=== Work required ===
Output the lines in the records below as a JSON list of strings, one string per line with blank lines left out, starting at the line that contains "Give the segmentation of every instance of the headphone" and ending at the line that contains "Mark the region of each instance of the headphone".

=== Extracted records ===
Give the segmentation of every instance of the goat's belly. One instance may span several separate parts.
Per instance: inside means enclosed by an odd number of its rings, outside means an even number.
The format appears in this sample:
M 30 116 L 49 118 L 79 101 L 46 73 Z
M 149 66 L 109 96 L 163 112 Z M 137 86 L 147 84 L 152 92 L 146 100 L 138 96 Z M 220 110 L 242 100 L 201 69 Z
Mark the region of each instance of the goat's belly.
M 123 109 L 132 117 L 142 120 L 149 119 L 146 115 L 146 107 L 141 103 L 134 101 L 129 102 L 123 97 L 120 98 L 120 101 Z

==

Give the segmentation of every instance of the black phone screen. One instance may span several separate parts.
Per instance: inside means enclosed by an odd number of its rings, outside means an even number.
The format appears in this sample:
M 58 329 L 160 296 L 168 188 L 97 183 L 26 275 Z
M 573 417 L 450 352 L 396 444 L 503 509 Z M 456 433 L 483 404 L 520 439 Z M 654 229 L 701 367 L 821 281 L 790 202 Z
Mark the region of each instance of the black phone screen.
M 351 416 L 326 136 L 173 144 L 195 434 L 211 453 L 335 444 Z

* * *

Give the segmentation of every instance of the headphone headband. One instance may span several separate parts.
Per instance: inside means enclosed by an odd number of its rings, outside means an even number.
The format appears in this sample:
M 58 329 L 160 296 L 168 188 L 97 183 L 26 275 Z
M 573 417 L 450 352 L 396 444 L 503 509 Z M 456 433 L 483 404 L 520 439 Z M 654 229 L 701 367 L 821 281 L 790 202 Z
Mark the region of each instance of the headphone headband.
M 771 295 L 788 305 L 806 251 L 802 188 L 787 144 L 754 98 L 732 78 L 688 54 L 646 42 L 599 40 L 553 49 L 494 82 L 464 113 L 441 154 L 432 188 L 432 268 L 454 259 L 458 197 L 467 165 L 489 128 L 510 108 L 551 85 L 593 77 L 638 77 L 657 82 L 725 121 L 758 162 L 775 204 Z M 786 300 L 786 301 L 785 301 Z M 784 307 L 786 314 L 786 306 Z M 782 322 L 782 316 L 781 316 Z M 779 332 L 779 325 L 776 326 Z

=== Solution for this task ===
[
  "Give the segmentation of every instance of the headphone headband. One instance may span several separate parts.",
  "Per instance: inside means enclosed by an odd number of its rings, outside means an even number.",
  "The format appears in this sample:",
  "M 58 329 L 160 296 L 168 188 L 97 183 L 26 275 Z",
  "M 573 417 L 450 352 L 396 444 L 503 509 Z M 456 433 L 483 404 L 520 439 Z M 654 229 L 701 367 L 821 281 L 790 202 Z",
  "Mark the region of each instance of the headphone headband."
]